#### Exercise task
Copy out the material below, swapping every "semicolon-separated" for "separated by semicolons" and changing nothing else.

(Stored data)
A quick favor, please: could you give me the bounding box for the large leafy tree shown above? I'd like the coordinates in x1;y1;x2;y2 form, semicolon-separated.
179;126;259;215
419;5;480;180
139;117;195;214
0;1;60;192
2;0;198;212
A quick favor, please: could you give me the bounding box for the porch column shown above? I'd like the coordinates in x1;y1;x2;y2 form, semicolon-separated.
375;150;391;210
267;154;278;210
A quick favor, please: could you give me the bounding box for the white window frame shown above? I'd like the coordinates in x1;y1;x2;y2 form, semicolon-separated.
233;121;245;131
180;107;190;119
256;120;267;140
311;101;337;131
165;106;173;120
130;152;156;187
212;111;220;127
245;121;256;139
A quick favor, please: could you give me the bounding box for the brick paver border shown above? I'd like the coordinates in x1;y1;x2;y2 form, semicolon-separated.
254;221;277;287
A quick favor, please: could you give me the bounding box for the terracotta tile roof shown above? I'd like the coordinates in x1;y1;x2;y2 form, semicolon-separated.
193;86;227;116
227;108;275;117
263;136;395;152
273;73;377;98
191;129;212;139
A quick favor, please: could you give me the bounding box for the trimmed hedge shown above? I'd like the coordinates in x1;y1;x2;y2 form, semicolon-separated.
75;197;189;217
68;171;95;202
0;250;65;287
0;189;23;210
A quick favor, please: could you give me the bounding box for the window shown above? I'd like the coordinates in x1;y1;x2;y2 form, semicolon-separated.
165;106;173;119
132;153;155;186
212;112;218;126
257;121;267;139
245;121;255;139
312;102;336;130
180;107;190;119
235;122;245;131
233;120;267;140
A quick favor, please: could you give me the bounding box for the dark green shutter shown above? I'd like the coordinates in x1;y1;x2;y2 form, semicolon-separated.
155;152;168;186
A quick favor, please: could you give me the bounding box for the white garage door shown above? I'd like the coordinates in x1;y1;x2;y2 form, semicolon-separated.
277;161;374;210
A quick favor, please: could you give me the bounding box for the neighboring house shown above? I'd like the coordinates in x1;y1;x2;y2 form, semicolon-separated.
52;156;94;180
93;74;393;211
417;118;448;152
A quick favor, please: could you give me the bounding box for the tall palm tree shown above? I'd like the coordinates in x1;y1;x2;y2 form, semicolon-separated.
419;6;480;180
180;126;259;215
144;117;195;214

#### Exercise output
A quick favor, please: could you give me the bounding box for the large leafy tree shown above? I'd like the coordinates in x1;y1;x2;y2 form, separated by semicolons.
179;126;259;215
419;5;480;180
139;117;195;214
0;1;60;192
2;0;198;212
A quick favor, please: could you give me the bounding box for the porch column shown above? I'd like the coordinates in x1;y1;x2;y2 form, separated by semicolons.
375;150;391;210
267;154;278;210
A quick favor, please: could you give me the bounding box for the white window frame shown above? I'd like the coordinates in x1;y1;x2;y2 form, separated by semicolons.
233;121;245;131
180;107;190;119
256;120;267;140
311;101;337;131
165;106;173;120
130;152;156;187
212;111;220;127
245;121;256;139
A quick favor, please: could you give me the bounding box for the brick paver border shown above? I'd like the coordinates in x1;y1;x2;y2 form, separated by semicolons.
254;221;277;287
A quick favor, please: could you give me the bounding box for the terracotta tile roof shown above? I'd like the coordinates in x1;y1;x2;y2 form, separated by semicolons.
193;86;227;116
227;108;275;117
263;136;395;152
273;73;377;98
191;129;212;139
A quick favor, please: could you give me the bounding box for the trimmed hedge shown above? I'd like the coordinates in x1;y1;x2;y2 form, separated by semicolons.
75;197;189;217
68;171;95;202
0;250;65;287
0;189;23;210
A quick favor, please: could you give me the bounding box for the window shown above? I'd like the coordinates in x1;y1;x2;y2 form, separated by semicolons.
165;106;173;119
132;153;155;186
212;112;218;126
257;121;267;139
245;121;255;139
312;102;336;130
180;107;190;119
235;122;245;131
233;120;267;140
A quick favor, please: could you give me the bounding box for the dark green shutter shown above? I'd like the coordinates in x1;y1;x2;y2 form, separated by semicolons.
155;152;168;186
A quick favor, please: could you give me the bounding box for the white garage door shown above? I'd like the coordinates in x1;y1;x2;y2 form, separated by semicolons.
277;161;374;210
A quick favor, please: could you give me the bounding box for the neighboring house shown above? I'd like the coordinates in x1;y1;x2;y2 form, separated by semicolons.
52;156;94;180
93;74;393;211
417;118;448;152
A quick favor, please: could you give me the bounding box for the tall palm tree shown above? I'd like the coordinates in x1;y1;x2;y2 form, separated by semicolons.
419;6;480;180
180;126;259;215
144;117;195;214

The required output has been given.